*** Opening of Text segment ***

As I am reading this book, and these two homeless guys are describing being asked to leave a church picnic they walked up to and about the non-believers who took them in and let them shower...I felt REALLY convicted and that, given the chance, I would be more compassionate. The book cautioned that there are a lot of homeless people who are addicted to drugs and alcohol and therefore, if you want to give them something, give granola bars or water or at the very least, a warm smile and a word of acknowledgement.

My opportunity came outside the local Walgreens as I saw a homeless man all dressed in black on a sweltering day. He was sitting on the ground, leaning back against the replacement propane tank case and watching everyone with hatred. I went inside and decided that a nice bottle of cold water would be best. I paid and went outside, confident that I was now being Jesus' "hands and feet". Only when I smiled, said hello, and gave him a bottle of water, he yelled at me, "THAT'S NOT WHAT I WANT!" and went off in a tangent that would make a sailor blush. I scurried to my car, disheartened that my first attempts at homeless benevolence were thrown back in my face.

Until I called Erin. Remember, she had read the same book and had the same convicting spirit. She told me she was in Nashville and tried to give a homeless man a donut...and he threw it at her. Perhaps from now on, we will be giving out marshmallows to the homeless!

*** Close of Text segment ***
*** Opening of Exercise data ***

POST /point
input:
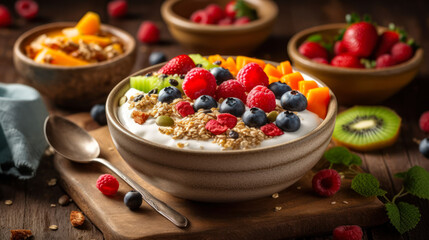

*** Close of Exercise data ***

● **Questions to answer**
A. From the story about giving to the homeless, write out everything from "My opportunity came" down to "in my face.".
B. In the story about giving to the homeless, what did the homeless man in Nashville do when Erin tried to give him a donut?
C. List every item the book mentioned in the story about giving to the homeless suggests offering to homeless people.

● **Answer set**
A.
My opportunity came outside the local Walgreens as I saw a homeless man all dressed in black on a sweltering day. He was sitting on the ground, leaning back against the replacement propane tank case and watching everyone with hatred. I went inside and decided that a nice bottle of cold water would be best. I paid and went outside, confident that I was now being Jesus' "hands and feet". Only when I smiled, said hello, and gave him a bottle of water, he yelled at me, "THAT'S NOT WHAT I WANT!" and went off in a tangent that would make a sailor blush. I scurried to my car, disheartened that my first attempts at homeless benevolence were thrown back in my face.

B. He threw it at her.

C.
- granola bars
- water
- a warm smile
- a word of acknowledgement